[Pointing dataset records]

-------

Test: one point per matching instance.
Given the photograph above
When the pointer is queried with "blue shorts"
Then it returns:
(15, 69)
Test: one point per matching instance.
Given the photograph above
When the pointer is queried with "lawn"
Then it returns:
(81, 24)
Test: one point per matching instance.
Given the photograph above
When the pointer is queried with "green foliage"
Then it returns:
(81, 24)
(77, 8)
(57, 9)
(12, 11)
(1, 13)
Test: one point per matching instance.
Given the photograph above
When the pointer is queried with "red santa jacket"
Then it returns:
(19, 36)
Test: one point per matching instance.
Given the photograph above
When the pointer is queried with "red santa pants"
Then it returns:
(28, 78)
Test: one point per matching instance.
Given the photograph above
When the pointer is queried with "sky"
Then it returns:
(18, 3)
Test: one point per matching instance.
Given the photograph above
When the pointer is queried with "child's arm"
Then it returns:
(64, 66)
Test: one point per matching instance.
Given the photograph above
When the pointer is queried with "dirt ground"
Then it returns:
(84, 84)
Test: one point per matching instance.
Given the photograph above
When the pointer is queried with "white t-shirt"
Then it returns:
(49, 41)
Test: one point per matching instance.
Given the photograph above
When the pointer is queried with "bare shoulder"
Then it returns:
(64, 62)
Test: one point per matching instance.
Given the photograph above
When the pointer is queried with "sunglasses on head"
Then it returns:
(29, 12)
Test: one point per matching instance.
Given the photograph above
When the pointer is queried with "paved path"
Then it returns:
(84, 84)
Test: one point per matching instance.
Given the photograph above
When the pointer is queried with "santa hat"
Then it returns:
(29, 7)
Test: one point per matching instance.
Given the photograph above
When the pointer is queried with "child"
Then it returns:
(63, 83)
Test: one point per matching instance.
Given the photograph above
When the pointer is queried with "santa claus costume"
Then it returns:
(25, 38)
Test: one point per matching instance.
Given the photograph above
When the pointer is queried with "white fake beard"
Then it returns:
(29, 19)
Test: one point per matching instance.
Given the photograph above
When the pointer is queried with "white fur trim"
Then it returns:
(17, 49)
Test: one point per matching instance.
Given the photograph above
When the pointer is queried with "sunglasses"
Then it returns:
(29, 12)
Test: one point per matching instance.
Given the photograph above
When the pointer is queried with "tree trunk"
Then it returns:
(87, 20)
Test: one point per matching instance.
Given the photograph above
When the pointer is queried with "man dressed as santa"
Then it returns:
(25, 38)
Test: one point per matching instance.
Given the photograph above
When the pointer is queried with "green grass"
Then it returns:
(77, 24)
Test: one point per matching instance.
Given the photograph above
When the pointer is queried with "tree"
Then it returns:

-------

• _Challenge_: Select every line of the records above that contains the string "tree" and copy each one out, treating uppercase and lowercase as different.

• _Exercise answer_:
When the pointer is queried with "tree trunk"
When the pointer is queried with "tree"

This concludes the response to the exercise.